“I can predict when a senior officer is going to be fired,” Steve said, and sipped his coffee.
“How’s that?” I asked.
“Whenever the executive is a big portion of the agenda of three board meetings in a row, it’s not long after that the executive is invited to leave,” Steve explained.
Interesting theory. Makes sense. Sadly. Why can’t three sequential board meetings discussing the same person be about the dilemma of how to reward them enough for the outstanding contributions they have made?
I left Milton’s munching the last of my kosher English muffin, mulling over the larger question that Steve’s axiom evoked. Why do we, as leaders, spend so much time on the negative behaviors in an organization?
One answer might be that the negative behaviors can seriously damage a company’s ability to succeed, maybe even to be in existence, so the attention must be paid to resolve the problems. But are the solutions so thorny that it takes multiple sessions with multiple people involved to arrive at the right action?
I look at my body of field data, from nearly 22 years of entrepreneurialism, and over 1,200 examples represented mostly by clients served and a few businesses started or invested in. The solutions to such problems are really pretty straightforward, most of the time. In the case that Steve and I were talking about that morning at Milton’s, the solution was to meet with the executive in question and say to him or her, “If you angrily walk out of a meeting like that again, you’ll be fired. That was disrespectful and unwarranted. No one was treating you disrespectfully, and you didn’t have the facts straight anyway. Now. What’s going on? Why did you fly off the handle?” Took about 15 seconds to say this out loud. Slowly.
How the executive responded would determine next steps. But it took that company’s board six months and three meetings to agree to communicate 15 seconds of straight feedback, in order to set and maintain behavioral limits for the tantrum-throwing executive.

+ + +

Transcribe the passage of the essay on board feedback between "I look at my" and "out loud. Slowly.", inclusive.

+ + +

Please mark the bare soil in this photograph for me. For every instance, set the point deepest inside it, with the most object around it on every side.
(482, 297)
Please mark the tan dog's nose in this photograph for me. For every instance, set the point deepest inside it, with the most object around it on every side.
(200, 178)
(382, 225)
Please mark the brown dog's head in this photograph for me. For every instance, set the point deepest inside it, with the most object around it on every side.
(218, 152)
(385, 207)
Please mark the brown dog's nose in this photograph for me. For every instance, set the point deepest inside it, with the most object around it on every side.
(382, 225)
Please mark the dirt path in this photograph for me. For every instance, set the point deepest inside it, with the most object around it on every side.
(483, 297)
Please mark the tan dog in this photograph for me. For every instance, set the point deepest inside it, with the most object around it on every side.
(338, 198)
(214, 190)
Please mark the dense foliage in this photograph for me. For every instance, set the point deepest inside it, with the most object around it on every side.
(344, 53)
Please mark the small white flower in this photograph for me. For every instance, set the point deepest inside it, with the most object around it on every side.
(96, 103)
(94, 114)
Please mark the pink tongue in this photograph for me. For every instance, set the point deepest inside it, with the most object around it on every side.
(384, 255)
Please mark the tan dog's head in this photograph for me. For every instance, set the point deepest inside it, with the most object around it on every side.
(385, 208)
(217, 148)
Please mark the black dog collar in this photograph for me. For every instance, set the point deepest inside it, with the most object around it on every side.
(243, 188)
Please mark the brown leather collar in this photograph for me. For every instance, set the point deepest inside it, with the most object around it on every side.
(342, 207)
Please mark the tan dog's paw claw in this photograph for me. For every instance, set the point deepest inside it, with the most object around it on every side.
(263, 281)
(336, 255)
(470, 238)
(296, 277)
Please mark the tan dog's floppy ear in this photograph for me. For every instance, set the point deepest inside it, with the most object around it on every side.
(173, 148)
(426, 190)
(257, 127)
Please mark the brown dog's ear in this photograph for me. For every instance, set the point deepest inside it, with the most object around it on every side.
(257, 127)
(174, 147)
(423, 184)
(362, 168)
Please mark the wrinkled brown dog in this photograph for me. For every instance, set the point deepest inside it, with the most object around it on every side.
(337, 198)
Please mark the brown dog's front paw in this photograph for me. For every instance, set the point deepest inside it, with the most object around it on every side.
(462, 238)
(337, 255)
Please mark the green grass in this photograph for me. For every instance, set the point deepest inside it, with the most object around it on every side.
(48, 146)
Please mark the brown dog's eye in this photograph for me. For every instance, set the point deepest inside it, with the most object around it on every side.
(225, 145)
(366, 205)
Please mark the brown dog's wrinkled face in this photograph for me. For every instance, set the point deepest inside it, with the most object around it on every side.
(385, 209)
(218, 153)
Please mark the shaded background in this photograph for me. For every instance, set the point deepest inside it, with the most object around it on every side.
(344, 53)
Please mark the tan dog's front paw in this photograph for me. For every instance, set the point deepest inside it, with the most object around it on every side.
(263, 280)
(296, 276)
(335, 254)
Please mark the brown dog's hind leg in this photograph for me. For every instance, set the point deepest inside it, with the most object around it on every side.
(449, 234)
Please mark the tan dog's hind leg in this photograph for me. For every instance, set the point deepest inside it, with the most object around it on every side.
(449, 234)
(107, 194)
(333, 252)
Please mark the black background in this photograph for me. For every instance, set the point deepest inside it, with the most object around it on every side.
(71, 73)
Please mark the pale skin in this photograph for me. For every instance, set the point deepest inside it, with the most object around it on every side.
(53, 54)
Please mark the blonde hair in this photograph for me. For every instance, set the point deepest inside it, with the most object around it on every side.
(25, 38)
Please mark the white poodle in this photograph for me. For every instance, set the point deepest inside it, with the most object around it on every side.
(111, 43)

+ + +

**Reply to the exercise**
I look at my body of field data, from nearly 22 years of entrepreneurialism, and over 1,200 examples represented mostly by clients served and a few businesses started or invested in. The solutions to such problems are really pretty straightforward, most of the time. In the case that Steve and I were talking about that morning at Milton’s, the solution was to meet with the executive in question and say to him or her, “If you angrily walk out of a meeting like that again, you’ll be fired. That was disrespectful and unwarranted. No one was treating you disrespectfully, and you didn’t have the facts straight anyway. Now. What’s going on? Why did you fly off the handle?” Took about 15 seconds to say this out loud. Slowly.